TESTO DI STUDIO =>
^^^^^^^^
Infine, giusto per chiudere in bellezza, giovedì 2 gennaio è stato il turno del “mare rosso” nei pressi di Lama. Immediata la diffusione sui social network delle foto, così come l’allerta agli enti preposti al controllo. Un bell’esempio di cittadinanza attiva. Se non fosse che il tutto viene immediatamente rovinato dai soliti sapientoni di turno, che prim’ancora di conoscere quanto dichiarato dalla Capitaneria di Porto ed il responso delle analisi di ARPA Puglia, gridano all’ennesimo scempio ambientale (“a Taranto il mare è improvvisamente diventato di color rosso ruggine”) dovuto alla grande industria, pur essendo lontano diversi chilometri dai siti in questione. Addirittura viene ipotizzato, anche a livello nazionale, che si tratti di una nave che dopo aver scaricato minerale ferroso all’Ilva, abbia ripulito la stiva avvicinandosi alla costa. Apriti cielo: inizia la solita “rivoluzione virtuale” con frasi a volte irripetibili. Una furia cieca, quasi assassina.
^^^^^^^^
COMPITI =>
[a] Secondo il brano sul mare rosso di Lama, in quale giorno è stato il turno del "mare rosso"?
[b] Prolunga il brano sul mare rosso di Lama, ripartendo subito dopo la sua ultima frase.
Le voci non servono per svolgere i compiti.
^^^^^^^^
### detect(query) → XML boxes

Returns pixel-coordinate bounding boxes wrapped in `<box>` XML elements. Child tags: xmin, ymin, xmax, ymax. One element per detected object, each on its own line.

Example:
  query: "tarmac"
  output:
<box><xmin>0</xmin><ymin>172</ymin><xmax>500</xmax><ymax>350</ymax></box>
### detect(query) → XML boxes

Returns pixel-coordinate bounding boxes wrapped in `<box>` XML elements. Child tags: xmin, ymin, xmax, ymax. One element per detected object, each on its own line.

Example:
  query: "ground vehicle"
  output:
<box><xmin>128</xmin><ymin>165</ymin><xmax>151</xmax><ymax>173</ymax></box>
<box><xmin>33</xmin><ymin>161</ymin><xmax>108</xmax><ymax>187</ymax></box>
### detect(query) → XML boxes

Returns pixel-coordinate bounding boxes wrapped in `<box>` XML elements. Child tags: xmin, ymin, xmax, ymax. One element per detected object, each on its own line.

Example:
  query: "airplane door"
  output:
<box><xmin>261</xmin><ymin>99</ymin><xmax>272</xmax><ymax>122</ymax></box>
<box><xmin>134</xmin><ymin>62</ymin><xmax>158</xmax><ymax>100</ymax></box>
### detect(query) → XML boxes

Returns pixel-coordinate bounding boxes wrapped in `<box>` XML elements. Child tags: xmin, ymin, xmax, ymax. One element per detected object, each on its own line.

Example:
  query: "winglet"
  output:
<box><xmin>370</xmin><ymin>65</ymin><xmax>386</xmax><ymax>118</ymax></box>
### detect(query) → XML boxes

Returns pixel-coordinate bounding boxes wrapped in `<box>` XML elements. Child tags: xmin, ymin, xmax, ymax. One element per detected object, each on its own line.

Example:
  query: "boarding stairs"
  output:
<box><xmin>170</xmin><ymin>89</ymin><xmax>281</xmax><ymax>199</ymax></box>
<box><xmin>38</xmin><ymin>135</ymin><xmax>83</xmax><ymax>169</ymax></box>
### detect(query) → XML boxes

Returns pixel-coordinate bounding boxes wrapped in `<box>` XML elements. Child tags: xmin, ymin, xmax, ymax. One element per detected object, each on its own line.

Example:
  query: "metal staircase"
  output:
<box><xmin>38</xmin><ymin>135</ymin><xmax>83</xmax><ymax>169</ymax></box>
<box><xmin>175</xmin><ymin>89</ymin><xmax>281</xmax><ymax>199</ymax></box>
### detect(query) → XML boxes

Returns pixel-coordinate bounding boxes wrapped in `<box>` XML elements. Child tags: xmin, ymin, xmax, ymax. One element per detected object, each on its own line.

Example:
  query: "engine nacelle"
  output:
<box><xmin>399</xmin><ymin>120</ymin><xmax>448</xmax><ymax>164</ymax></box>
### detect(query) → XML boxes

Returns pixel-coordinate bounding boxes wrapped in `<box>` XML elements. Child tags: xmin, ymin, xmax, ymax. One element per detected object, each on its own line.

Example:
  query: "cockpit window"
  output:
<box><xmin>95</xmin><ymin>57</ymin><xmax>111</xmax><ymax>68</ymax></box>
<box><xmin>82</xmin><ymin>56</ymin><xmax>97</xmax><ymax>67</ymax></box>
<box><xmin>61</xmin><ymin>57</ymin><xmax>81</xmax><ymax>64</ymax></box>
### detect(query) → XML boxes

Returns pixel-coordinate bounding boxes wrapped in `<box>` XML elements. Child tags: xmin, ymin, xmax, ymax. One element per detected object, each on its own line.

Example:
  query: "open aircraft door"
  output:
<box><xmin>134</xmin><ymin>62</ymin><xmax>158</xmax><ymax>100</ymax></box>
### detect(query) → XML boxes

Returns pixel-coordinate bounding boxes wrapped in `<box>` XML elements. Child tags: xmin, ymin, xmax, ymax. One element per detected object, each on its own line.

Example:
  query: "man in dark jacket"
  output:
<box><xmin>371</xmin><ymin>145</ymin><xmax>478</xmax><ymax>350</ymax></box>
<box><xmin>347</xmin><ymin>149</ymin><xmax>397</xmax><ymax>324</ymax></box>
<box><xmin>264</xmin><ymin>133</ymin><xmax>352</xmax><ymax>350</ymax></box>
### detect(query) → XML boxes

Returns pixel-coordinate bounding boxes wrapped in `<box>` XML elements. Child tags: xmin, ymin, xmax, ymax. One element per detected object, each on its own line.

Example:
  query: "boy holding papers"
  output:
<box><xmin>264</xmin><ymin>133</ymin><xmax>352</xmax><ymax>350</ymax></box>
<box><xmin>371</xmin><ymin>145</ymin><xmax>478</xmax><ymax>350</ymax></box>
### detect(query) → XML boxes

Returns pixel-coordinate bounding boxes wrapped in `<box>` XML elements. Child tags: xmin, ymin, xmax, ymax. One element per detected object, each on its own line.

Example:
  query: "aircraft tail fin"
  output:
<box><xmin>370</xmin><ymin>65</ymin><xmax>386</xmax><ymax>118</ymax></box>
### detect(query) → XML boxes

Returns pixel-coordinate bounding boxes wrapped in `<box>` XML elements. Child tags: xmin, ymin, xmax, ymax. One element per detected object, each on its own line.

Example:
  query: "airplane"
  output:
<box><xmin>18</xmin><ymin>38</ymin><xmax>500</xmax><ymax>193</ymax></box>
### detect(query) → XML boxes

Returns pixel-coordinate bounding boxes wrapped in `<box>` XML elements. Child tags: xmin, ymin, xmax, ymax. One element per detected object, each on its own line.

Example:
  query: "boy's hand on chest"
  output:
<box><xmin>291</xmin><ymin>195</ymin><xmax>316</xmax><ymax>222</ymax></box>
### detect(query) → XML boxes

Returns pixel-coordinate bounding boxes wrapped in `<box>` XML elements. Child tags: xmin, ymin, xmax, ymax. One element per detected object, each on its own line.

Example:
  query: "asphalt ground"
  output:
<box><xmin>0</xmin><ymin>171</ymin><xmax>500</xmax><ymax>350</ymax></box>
^^^^^^^^
RISULTATI =>
[a] Giovedì 2 gennaio.

[b]
Poco dopo però, arriva il comunicato ufficiale della Capitaneria di Porto, che esclude un inquinamento dovuto ad idrocarburi, attribuendo l’origine dell’evento alla presenza in acqua di particolari alghe. Ovviamente, parte il solito dileggio da parte di decine di ignoranti e presuntuosi, sol perché non è stata confermata la tesi dell’inquinamento di natura industriale. Proprio ieri però, ARPA Puglia ha diffuso i risultati delle analisi sui campioni prelevati in mare: “la presenza di una estesa chiazza di colore rosso che si è creata nelle acque antistanti la scogliera di Lama, a Taranto, è dovuta alla presenza della microalga dinoflagellata ‘Noctiluca scintillans’: è escluso un inquinamento in atto dovuto allo sversamento di idrocarburi”. A corroborare la tesi delle alghe, è intervenuta anche l’associazione “Mare per sempre” che ha dichiarato come queste esplosioni algali non siano rare sulle coste tarantine specialmente nei mesi invernali. La risalita repentina dei nutrienti data dalle correnti marine profonde e le condizioni meteo marine “facilitano questi fenomeni ai più sconosciuti. Quest’anno il fenomeno è stato più visibile date le buone condizioni del mare”.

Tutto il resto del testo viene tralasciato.